▶ AIM
Starting at the beginning of the entries below and ending at the line containing "x=407 y=186", rewrite every line, requests included, with each x and y point coordinate in the answers increased by 93 and the requests left unchanged. Leave the pictures out of your answer.

Excerpt from a dataset
——————

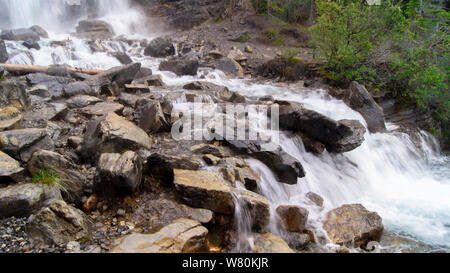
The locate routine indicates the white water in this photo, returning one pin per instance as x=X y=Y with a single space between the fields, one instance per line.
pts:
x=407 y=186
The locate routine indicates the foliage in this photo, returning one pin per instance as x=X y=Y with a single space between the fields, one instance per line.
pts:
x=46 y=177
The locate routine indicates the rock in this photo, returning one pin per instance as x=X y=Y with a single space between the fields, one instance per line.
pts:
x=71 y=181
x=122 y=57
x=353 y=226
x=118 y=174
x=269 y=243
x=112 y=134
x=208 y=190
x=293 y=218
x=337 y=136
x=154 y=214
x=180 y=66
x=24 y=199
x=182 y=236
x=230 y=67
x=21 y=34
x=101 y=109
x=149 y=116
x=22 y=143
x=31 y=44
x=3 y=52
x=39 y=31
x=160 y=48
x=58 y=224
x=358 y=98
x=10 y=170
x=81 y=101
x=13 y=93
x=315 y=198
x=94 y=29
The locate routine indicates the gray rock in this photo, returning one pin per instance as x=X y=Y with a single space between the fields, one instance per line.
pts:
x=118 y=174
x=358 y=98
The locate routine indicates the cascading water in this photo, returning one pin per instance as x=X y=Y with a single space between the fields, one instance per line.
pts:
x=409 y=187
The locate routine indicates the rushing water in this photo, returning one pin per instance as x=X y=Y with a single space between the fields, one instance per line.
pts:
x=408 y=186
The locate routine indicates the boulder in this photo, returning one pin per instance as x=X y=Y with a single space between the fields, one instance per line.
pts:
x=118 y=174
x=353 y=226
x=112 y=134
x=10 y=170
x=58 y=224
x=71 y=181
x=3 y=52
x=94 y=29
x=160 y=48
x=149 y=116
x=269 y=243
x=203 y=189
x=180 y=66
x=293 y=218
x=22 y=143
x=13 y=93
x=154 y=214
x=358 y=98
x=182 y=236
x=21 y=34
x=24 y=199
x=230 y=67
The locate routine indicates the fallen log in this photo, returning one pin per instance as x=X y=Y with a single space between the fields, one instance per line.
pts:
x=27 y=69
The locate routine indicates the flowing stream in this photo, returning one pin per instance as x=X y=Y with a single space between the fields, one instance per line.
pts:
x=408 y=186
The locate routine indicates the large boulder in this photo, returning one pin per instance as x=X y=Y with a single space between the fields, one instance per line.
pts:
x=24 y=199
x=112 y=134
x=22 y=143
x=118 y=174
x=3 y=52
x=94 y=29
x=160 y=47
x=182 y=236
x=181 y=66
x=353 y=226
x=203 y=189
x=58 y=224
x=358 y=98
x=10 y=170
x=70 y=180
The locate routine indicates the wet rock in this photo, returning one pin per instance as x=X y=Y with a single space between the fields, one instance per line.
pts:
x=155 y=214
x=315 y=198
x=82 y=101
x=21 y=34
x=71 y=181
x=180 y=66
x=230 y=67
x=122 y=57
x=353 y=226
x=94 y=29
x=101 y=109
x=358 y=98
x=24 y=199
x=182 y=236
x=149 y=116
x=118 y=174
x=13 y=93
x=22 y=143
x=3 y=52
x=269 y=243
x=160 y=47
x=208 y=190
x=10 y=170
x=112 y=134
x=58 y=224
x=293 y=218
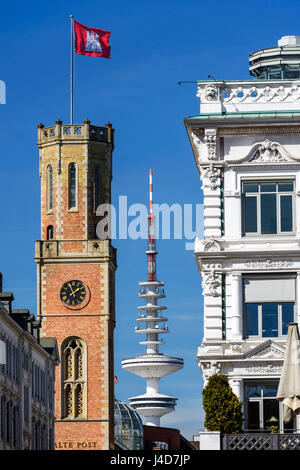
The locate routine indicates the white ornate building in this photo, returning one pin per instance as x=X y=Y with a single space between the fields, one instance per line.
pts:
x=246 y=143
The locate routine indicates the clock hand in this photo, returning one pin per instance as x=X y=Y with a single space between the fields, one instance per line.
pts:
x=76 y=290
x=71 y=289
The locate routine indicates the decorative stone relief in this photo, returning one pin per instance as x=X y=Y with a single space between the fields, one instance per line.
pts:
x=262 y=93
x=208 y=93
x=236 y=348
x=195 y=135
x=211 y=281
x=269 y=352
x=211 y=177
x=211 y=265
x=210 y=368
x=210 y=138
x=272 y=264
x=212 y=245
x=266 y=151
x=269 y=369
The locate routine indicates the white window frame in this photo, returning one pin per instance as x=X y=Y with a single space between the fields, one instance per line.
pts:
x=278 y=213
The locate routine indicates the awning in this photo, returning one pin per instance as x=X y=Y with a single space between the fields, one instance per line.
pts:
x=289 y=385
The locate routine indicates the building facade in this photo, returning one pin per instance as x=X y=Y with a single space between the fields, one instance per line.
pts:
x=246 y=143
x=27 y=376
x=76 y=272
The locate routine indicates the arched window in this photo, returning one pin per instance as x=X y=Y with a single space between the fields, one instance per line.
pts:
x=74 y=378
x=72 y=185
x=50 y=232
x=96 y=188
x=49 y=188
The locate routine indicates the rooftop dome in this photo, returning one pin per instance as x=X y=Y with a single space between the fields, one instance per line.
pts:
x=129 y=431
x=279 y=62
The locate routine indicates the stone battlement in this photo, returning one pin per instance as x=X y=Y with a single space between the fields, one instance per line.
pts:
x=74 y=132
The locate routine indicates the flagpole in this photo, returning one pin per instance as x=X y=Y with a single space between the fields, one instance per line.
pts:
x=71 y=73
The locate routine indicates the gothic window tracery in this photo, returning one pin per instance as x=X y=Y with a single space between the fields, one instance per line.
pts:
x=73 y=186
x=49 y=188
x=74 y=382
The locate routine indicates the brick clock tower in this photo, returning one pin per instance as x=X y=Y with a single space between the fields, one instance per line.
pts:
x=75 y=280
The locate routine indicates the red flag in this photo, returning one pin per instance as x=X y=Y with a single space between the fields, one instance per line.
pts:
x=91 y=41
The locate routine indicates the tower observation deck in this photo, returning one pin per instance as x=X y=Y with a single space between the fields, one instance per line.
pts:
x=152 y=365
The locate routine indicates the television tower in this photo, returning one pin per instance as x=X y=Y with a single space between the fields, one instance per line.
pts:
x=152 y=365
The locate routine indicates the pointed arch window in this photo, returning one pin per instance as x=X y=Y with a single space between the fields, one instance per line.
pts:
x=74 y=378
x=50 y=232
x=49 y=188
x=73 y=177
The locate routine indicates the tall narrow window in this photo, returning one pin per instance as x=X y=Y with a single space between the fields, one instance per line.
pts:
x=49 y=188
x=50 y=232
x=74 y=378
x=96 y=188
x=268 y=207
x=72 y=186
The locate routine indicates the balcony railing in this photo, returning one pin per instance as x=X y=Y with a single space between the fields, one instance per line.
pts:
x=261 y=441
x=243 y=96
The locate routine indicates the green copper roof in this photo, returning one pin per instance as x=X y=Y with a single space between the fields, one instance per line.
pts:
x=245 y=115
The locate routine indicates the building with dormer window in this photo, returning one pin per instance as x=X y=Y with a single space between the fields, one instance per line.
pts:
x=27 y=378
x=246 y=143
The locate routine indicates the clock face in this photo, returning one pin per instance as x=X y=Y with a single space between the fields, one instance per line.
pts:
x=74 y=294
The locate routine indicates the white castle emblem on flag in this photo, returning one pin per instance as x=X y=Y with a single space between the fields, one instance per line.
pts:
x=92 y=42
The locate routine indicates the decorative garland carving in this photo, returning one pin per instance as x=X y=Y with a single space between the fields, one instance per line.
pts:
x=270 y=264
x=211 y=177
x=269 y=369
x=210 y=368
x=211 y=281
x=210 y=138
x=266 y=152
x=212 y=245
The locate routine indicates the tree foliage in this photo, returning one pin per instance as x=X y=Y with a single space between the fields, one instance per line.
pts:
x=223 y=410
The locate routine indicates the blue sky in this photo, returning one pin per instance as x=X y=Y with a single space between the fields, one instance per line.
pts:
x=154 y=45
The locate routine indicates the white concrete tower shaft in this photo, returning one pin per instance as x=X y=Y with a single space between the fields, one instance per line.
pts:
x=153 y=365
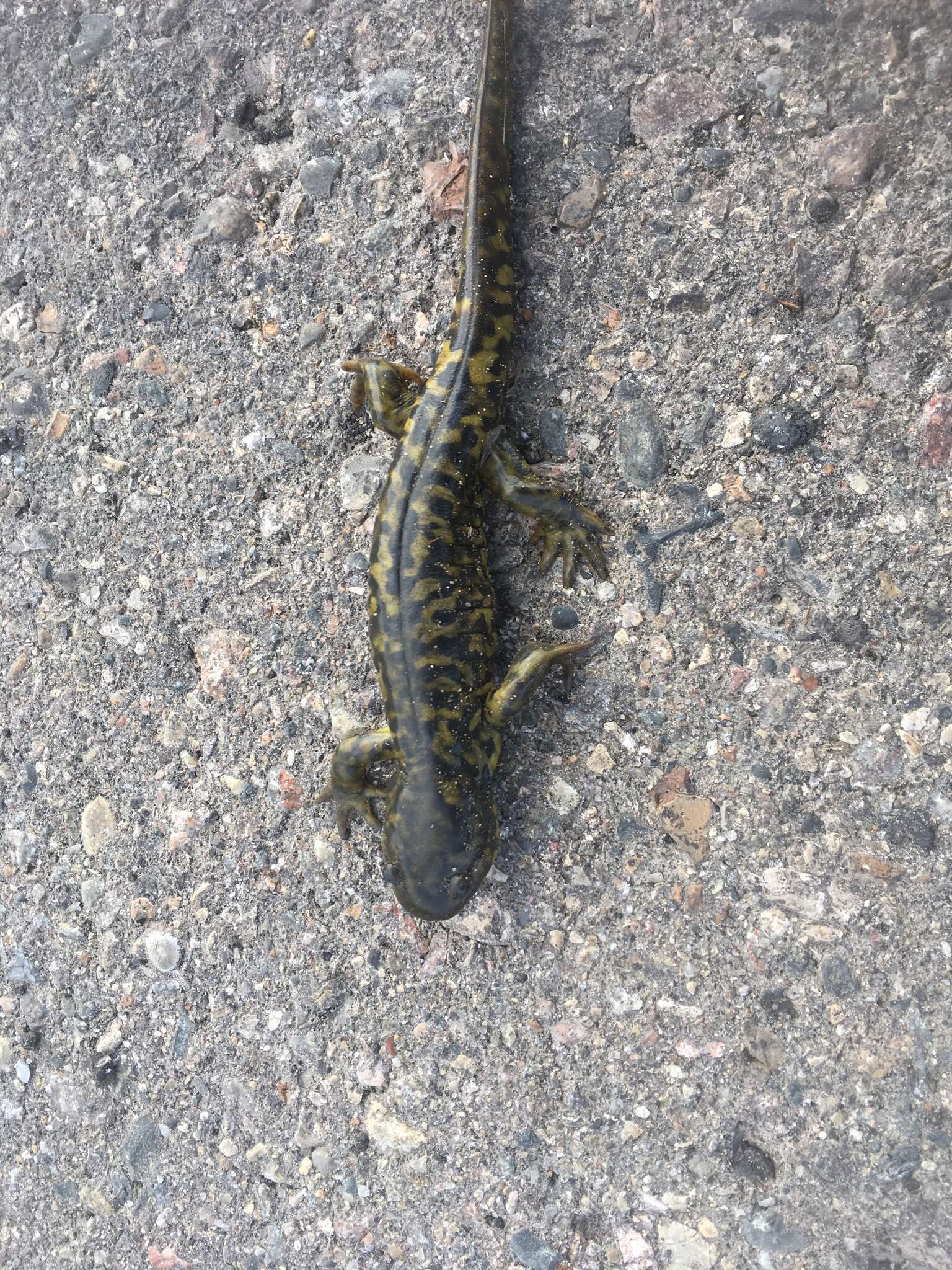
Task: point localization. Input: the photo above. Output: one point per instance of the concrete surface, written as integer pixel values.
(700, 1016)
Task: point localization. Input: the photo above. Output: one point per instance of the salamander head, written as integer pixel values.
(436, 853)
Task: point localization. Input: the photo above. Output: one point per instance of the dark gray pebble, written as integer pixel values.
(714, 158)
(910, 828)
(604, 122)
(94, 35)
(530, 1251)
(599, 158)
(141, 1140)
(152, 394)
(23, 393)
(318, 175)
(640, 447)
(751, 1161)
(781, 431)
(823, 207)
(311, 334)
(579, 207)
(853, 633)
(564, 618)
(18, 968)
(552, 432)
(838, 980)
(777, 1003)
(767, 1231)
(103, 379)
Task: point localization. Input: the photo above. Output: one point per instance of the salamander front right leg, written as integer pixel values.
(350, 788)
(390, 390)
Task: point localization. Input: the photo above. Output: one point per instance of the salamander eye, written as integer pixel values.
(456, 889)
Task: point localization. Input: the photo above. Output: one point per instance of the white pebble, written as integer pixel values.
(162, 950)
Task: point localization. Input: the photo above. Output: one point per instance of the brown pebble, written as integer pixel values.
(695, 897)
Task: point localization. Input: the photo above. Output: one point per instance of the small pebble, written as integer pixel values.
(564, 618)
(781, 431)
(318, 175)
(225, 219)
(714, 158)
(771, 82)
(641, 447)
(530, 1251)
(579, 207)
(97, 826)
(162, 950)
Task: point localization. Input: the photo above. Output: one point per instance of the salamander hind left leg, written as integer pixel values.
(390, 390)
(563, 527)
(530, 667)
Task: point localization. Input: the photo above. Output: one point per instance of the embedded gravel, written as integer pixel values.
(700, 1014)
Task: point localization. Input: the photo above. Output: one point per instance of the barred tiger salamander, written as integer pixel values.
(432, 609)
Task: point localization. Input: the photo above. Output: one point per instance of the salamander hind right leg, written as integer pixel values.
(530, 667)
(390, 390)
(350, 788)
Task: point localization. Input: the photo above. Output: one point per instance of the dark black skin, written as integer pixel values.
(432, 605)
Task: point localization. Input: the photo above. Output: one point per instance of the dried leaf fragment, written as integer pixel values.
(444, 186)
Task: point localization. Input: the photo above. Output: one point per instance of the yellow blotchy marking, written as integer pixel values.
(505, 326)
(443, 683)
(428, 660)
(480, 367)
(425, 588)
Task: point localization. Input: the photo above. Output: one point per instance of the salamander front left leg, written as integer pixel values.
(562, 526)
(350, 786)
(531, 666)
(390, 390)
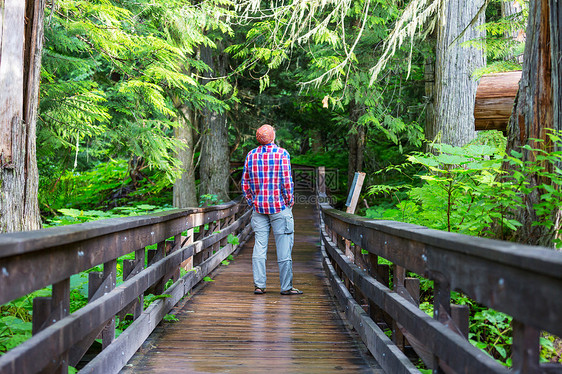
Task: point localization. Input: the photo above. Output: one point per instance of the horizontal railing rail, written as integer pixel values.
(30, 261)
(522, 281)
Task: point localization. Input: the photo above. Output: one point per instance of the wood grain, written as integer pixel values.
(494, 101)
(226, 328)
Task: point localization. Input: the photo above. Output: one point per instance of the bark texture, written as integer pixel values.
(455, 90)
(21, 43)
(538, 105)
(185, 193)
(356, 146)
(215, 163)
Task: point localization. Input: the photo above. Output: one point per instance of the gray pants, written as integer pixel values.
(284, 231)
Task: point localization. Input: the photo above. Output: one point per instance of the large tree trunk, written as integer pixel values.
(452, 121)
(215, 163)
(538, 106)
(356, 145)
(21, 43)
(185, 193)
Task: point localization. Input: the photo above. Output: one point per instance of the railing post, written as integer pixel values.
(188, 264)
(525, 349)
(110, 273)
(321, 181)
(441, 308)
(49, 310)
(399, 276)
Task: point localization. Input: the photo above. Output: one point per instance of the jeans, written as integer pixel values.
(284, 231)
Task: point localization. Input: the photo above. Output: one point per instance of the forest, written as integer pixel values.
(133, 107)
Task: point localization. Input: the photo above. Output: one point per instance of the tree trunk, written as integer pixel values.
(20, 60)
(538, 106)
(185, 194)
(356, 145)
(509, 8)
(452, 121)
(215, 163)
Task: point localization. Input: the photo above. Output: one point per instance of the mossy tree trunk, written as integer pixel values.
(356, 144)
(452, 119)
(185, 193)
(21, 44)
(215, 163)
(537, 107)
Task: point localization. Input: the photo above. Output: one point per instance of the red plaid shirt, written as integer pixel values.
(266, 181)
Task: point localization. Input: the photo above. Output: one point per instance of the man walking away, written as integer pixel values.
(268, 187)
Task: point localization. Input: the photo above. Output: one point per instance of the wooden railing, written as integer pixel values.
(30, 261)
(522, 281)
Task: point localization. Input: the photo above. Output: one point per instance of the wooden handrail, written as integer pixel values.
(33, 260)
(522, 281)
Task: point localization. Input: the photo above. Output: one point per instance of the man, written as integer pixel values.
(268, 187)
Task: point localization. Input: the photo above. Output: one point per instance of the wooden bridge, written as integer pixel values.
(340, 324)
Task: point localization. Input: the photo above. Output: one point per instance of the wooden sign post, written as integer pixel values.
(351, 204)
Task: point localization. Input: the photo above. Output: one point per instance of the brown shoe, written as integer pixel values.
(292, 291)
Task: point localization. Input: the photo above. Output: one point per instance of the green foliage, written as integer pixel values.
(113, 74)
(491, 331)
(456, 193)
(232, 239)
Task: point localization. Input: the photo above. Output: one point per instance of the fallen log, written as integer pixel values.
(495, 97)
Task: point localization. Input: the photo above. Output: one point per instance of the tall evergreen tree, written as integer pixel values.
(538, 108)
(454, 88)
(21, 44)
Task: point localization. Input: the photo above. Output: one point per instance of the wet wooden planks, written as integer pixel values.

——————

▶ TASK RESULT
The locate routine indicates the white water in this photo, returning one pin per instance as x=X y=Y with a single space between the fields, one instance per line.
pts:
x=500 y=279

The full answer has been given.